(Point labeling examples)
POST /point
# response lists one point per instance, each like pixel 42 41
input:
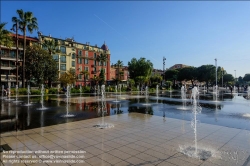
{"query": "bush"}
pixel 86 89
pixel 35 92
pixel 22 91
pixel 53 91
pixel 74 90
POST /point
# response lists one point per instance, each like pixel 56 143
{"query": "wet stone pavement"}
pixel 135 139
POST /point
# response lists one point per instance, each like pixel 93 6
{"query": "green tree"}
pixel 171 75
pixel 51 45
pixel 85 74
pixel 40 65
pixel 102 58
pixel 206 73
pixel 119 64
pixel 139 69
pixel 187 74
pixel 228 78
pixel 140 80
pixel 246 77
pixel 5 39
pixel 155 80
pixel 102 77
pixel 26 21
pixel 69 77
pixel 131 82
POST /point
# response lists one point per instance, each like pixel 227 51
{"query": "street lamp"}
pixel 235 75
pixel 222 73
pixel 16 51
pixel 164 59
pixel 215 72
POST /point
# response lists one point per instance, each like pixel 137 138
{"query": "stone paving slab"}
pixel 136 139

**Exercise details**
In your copy of the records, include no pictures; repeat everything else exactly.

**Complete answer**
POST /point
# response lists one point per instance, each like pixel 42 41
input:
{"query": "bush"}
pixel 86 89
pixel 35 92
pixel 22 91
pixel 53 91
pixel 74 90
POST /point
# response lists one point per instance, each like pixel 56 143
{"query": "wet stone pavement"}
pixel 135 139
POST /point
# response lists one point per instance, each like pixel 93 6
{"query": "green tree"}
pixel 171 75
pixel 51 45
pixel 85 74
pixel 40 65
pixel 102 58
pixel 206 73
pixel 119 64
pixel 139 69
pixel 187 74
pixel 228 78
pixel 140 80
pixel 246 77
pixel 5 39
pixel 155 80
pixel 102 77
pixel 26 21
pixel 69 77
pixel 131 82
POST /point
# response lists one point per instance, each like pixel 227 51
{"query": "street lamp"}
pixel 235 75
pixel 222 73
pixel 16 51
pixel 164 59
pixel 215 72
POST /point
# response lists one point per instance, each like pixel 137 138
{"query": "stone paving slab"}
pixel 136 139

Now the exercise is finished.